[[ GIVEN DATA, beginning ]]

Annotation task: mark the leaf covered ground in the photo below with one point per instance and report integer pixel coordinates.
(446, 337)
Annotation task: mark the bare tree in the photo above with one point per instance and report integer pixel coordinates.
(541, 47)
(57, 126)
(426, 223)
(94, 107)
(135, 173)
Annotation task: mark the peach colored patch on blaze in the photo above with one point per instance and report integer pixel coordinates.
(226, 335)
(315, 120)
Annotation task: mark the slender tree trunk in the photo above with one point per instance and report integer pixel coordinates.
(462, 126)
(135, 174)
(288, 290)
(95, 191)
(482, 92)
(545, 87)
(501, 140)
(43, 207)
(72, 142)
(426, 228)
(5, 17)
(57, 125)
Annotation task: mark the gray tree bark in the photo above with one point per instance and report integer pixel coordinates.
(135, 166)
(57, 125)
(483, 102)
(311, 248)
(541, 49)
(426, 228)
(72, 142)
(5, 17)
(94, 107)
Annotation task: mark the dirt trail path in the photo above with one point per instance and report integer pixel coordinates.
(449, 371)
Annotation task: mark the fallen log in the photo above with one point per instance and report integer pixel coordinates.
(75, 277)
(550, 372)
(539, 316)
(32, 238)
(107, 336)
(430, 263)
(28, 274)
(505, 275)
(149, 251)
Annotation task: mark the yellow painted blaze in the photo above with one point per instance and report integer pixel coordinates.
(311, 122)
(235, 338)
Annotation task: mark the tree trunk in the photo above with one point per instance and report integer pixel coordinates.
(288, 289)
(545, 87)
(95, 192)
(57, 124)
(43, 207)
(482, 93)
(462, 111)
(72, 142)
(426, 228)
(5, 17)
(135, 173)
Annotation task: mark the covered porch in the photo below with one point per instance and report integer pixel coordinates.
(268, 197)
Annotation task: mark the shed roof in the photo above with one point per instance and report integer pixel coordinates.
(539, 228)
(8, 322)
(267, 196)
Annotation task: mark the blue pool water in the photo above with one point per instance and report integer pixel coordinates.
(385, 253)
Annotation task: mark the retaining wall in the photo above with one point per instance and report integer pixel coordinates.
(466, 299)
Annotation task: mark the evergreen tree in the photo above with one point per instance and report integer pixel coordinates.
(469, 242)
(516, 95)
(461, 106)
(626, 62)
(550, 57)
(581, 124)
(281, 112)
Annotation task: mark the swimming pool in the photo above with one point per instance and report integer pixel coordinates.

[[ GIVEN DATA, end ]]

### WHAT THE TASK REQUIRES
Please give an exact copy of every entry.

### SOLUTION
Annotation task: mark the leaf covered ground in the photo below with one point per instance and report integer pixel coordinates.
(446, 337)
Annotation task: mark the bare tree in the photo above with one point per instance and report integer pixel coordinates.
(541, 47)
(57, 126)
(426, 223)
(94, 107)
(135, 173)
Annotation task: mark the peach colored patch on blaze in the photo above with one point per instance and report integer pixel coordinates.
(226, 335)
(315, 120)
Annotation task: mark the slender tree trunk in the photo above with one point per instance and report integer pixel coordinates.
(462, 126)
(135, 174)
(288, 290)
(95, 191)
(482, 92)
(545, 87)
(501, 140)
(43, 207)
(72, 142)
(426, 228)
(5, 17)
(57, 125)
Annotation task: mark the gray tree bark in the photo above with one point per instance and report integer pixel coordinates.
(135, 166)
(57, 125)
(483, 102)
(311, 248)
(541, 49)
(426, 228)
(72, 142)
(5, 17)
(94, 107)
Annotation task: mark the dirt trail path in the photo above with one point per instance and report integer pixel coordinates.
(449, 371)
Annotation task: mark the fallen log in the photo above with one point per instance and report integer pixel coordinates.
(75, 277)
(550, 372)
(539, 316)
(32, 238)
(107, 336)
(430, 263)
(28, 274)
(505, 275)
(149, 251)
Annotation task: mark the yellow painted blaze in the photo above with one point per instance and report integer pixel coordinates.
(311, 122)
(235, 338)
Annotation task: mark the tree trunk in the photo above with one point per instance and report integer pixel coordinates.
(288, 289)
(545, 87)
(95, 192)
(57, 124)
(43, 207)
(482, 93)
(462, 111)
(72, 142)
(426, 228)
(5, 17)
(135, 173)
Annotation task: mark the covered porch in the photo below with one point per instance and report integer pixel coordinates.
(268, 197)
Annotation task: mark the shed roof in the photo above with one point per instance and report integer pixel coordinates.
(539, 228)
(8, 322)
(267, 196)
Annotation task: mark the blue pool water in the photo above with one point per instance and report integer pixel coordinates.
(385, 253)
Annotation task: mark the retaining wall in the photo above with one point per instance and report integer pixel coordinates.
(466, 299)
Annotation task: mark the evergreen tree in the photo above with one point per instance and report integer pixel coordinates.
(469, 242)
(516, 95)
(461, 106)
(626, 62)
(550, 57)
(581, 124)
(281, 112)
Annotation task: mark the swimming pool in the photo above with one point per instance and report integer pixel coordinates.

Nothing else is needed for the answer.